= Text segment =
— BEGIN —
Santiago Bose obituary by John Batten

Santiago Bose 1949 – 2002
by John Batten
Published in Art Monthly Australia, July 2003


Put simply: one of Asia’s greatest artists died last December.

Santiago Bose was a complex, many-layered man. Santi Bose: friendly, articulate, humorous, engaging, intellectual, jealous, angry, funny, loving, disorganised, artistic, organised, promiscuous, temperamental, competitive, entertaining, creative, revolutionary, committed, rebellious, caring, self-centred, generous, annoying, polite….

….thank God I knew him because words – these sort of words; and, believe me, Santi’s character did reflect all these adjectives – are immeasurably inadequate
to describe him.

Santi died in Baguio City, Philippines on 3 December 2002 of renal failure – earlier that day a cardiac arrest had left him unconscious. Text messages peppered the widespread Philippine art and cultural community around the world with the news. And later that morning shocked text and email messages
announced his death….’I miss him already….’ stated one.

Santi constantly complained about living in Baguio and the Philippines. And often talked, though it sounded more like a threat, of moving to Australia or Canada.
— END —
= Dataset =
— BEGIN —
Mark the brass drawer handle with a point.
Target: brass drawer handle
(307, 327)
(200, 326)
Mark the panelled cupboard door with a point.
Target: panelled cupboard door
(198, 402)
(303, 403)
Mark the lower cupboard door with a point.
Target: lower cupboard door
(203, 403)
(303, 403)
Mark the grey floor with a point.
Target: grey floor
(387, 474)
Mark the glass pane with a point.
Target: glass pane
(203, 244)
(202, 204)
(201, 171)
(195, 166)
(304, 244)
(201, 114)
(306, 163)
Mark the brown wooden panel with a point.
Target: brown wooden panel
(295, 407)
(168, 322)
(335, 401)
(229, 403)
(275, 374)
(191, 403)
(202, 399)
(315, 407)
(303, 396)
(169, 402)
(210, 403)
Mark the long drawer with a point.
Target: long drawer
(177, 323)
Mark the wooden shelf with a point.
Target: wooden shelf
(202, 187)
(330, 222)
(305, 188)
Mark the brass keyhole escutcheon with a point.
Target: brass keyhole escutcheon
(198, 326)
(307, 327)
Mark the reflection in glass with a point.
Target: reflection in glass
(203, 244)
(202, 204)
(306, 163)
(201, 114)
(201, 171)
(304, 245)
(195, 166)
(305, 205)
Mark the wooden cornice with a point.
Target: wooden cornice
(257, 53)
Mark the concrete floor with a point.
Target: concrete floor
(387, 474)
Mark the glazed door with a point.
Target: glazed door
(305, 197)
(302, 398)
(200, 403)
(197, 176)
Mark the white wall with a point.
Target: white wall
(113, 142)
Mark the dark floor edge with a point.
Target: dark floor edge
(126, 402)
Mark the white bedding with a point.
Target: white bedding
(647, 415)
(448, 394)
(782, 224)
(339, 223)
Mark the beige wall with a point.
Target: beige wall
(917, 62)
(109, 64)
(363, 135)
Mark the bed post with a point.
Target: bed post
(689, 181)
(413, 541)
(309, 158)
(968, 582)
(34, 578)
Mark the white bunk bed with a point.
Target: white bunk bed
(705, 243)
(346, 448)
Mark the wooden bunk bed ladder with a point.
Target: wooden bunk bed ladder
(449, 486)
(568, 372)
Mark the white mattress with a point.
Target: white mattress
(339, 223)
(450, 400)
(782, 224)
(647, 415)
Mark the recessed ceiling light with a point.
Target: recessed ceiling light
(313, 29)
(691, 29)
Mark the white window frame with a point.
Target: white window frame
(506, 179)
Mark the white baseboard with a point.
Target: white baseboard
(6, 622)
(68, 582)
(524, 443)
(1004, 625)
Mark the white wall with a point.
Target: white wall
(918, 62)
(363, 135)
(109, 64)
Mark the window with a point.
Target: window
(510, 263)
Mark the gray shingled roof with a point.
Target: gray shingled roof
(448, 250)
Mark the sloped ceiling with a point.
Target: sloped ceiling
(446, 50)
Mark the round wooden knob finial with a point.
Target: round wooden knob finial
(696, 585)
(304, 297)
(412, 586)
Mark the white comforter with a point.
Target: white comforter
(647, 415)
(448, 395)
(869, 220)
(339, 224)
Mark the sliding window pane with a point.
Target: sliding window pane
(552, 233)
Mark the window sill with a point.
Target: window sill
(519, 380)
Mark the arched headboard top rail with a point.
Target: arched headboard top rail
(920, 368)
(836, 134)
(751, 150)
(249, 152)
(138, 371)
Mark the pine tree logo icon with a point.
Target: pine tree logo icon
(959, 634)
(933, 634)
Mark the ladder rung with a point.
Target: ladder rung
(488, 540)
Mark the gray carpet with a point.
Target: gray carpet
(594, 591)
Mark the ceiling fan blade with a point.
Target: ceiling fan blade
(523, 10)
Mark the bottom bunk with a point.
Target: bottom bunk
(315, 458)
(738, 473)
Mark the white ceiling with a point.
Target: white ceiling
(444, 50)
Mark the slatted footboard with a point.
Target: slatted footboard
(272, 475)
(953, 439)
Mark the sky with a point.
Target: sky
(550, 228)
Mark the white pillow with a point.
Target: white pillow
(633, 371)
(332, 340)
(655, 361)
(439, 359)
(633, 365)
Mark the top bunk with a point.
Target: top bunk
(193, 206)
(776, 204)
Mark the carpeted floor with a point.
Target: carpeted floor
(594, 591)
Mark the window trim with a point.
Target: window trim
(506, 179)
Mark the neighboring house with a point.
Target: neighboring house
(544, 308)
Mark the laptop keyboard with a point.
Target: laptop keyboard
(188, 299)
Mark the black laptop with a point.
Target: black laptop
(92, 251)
— END —
= Work to do =
[a] Locate each line in the records that includes the word "grey", treating uppercase and lowercase as distinct, and copy those lines.
[b] Extend the Santiago Bose obituary, beginning after its final sentence.
The obituary and the records have no connection to each other.

= Answers to each task =
[a]
Mark the grey floor with a point.
Target: grey floor

[b]
As I often joked with him: if you lived in the ‘efficient’ West, Santi, you would have nothing to complain about. He would growl and then immediately launch into
another story, another joke, another tangent, or squint at his cell-phone and chuckle at one of the many silly jokes that cluttered his mind and would be a constant amusement/exasperation to his listeners on the re-telling (all thinking to themselves: if he would only stop chuckling before the punchline the story/joke would be told so much quicker!). Santi’s heart was in Baguio, in the mountainous Cordilleras of Central Luzon. He often left and he always returned.

Santi was a true bohemian; his lifestyle, loves, drugs, friends, interests. A life generally free of the middle class impedimenta that many aspire (though,
strangely, Santi would – often without any hint of sarcasm - dream of these very same status symbols and trappings - and concerned enough for each of his
children to have solid university education). His interests were scattered and eclectic. He often said that he preferred ‘hanging out’ with writers and filmmakers
– indeed some of his most vivid anecdotes related to the Marcos years of the 1970s when the arts were heavily supported and art, writing, music and film
thrived. He was at the time art director of Ermita magazine: an intellectual beacon (in the Australian Nation Review-ilk) covering arts, culture and politics -
still considered a high point in Philippine publishing.

I have rarely met a person more interested in knowledge and intellectual debate. Fixated in my mind will always be Santi’s intonation on learning something new –
his questioning acknowledgement of “is that right?”. And I have rarely met an artist so interested in the work of other visual artists: he would look, look intently
and talk to artists about their work and ideas…..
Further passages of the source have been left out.